**Set task:**
Everything from the line that holds "Target: chrome hubcap" through the end of the data below should be output exactly, both ends included.

* * *

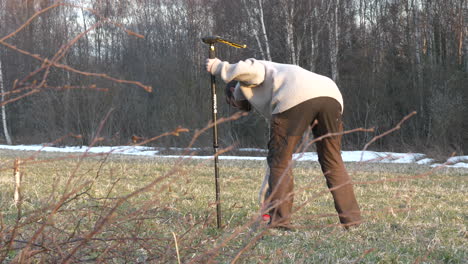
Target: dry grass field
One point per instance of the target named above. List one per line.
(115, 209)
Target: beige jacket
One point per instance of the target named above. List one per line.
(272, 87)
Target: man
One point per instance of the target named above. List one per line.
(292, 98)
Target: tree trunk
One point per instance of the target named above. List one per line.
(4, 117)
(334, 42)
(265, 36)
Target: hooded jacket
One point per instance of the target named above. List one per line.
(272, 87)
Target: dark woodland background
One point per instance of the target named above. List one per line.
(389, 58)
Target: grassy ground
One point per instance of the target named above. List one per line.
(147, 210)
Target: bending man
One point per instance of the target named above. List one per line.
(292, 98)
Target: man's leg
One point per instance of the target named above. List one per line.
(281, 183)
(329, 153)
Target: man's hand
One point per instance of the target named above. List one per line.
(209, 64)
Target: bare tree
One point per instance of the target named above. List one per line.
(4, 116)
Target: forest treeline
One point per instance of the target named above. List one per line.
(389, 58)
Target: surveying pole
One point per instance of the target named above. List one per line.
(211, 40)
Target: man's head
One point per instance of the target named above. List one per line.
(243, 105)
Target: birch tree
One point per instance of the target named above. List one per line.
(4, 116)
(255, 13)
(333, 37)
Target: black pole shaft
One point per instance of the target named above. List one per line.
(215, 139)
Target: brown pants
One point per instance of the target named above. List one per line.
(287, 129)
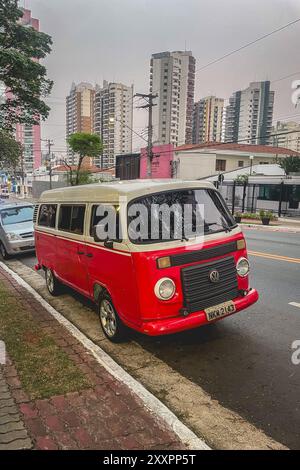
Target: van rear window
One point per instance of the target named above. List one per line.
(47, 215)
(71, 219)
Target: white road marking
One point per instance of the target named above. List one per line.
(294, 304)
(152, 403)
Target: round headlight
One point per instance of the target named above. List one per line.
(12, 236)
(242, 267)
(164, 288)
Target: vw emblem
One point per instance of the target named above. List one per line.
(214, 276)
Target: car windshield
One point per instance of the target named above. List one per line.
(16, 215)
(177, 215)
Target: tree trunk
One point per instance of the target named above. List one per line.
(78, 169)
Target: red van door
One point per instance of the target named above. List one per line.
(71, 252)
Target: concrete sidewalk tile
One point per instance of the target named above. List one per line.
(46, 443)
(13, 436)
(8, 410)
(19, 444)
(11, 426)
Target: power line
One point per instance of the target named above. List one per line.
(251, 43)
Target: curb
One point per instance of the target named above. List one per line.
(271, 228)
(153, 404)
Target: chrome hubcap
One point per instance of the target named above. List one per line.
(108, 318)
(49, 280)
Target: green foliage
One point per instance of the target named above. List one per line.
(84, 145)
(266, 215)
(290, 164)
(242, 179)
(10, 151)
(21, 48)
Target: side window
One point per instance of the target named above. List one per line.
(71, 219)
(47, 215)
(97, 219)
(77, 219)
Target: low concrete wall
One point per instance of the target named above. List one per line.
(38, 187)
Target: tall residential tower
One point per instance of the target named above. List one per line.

* * *

**Answer to the exercise:**
Target: chrome hubcap
One point per instance of the target named above. List one per line.
(108, 318)
(49, 280)
Target: green foliage
One point per instance of the target named above. List one per line.
(84, 145)
(266, 215)
(290, 164)
(242, 179)
(10, 151)
(21, 48)
Target: side window
One point per instance of the target named above. List one per line.
(71, 219)
(47, 215)
(97, 219)
(77, 219)
Target: low concrete wall
One point per instance of the target named above. List one per line.
(38, 187)
Target: tall residential tower
One point per instance of the target named above. List one per line.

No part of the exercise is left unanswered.